Report all lines in the records below that contain the word "each" and copy those lines in full.

■ **Input data**:
begin

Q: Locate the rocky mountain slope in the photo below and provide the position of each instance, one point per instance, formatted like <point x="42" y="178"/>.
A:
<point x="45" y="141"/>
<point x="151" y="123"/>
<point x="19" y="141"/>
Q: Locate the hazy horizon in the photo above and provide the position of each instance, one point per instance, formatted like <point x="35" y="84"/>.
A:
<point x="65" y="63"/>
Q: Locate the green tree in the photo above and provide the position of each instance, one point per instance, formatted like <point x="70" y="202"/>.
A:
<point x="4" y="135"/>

end
begin

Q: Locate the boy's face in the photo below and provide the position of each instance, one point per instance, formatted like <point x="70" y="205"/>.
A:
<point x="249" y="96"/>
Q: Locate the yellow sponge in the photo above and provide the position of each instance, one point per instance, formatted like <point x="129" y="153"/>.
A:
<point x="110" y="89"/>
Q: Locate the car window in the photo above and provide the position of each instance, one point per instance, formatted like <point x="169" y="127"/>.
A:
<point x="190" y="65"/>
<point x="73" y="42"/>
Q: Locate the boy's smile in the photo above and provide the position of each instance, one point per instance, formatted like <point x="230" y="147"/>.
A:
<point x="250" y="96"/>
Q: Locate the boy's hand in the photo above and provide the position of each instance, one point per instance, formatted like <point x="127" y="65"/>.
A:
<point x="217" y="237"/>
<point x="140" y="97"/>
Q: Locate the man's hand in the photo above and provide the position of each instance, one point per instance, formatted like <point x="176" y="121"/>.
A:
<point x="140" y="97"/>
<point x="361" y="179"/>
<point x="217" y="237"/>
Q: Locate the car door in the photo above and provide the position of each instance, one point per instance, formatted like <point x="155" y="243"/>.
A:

end

■ **Response to the exercise**:
Q: Locate the rocky mountain slope in the photo below and provide the position of each instance, one point per instance, formatted like <point x="42" y="178"/>.
Q: Locate the hazy horizon in the photo above and provide the position of each instance, one point per instance, formatted like <point x="35" y="84"/>.
Q: Locate the green tree in the photo above and provide the position of each instance, one point per instance, formatted like <point x="70" y="202"/>.
Q: Locate the boy's face in the photo below and provide the position of each instance, one point per instance, formatted like <point x="70" y="205"/>.
Q: Locate the yellow sponge in the photo above and provide the position of each instance, one point per instance, formatted like <point x="129" y="153"/>.
Q: Locate the car window in the photo above and provide the position of each instance, one point per instance, formatted like <point x="169" y="127"/>.
Q: Locate the boy's smile in the photo above and provide the position of each instance, one point per instance, formatted like <point x="230" y="147"/>.
Q: Locate the boy's hand in the photo above and provide the position of each instance, one point per instance, formatted like <point x="127" y="65"/>.
Q: Locate the man's hand in the photo above and provide the position of each instance, one point per instance, formatted like <point x="176" y="121"/>.
Q: Locate the car door in the photo above and provide the position of each instance, one point per instance, formatted like <point x="155" y="243"/>.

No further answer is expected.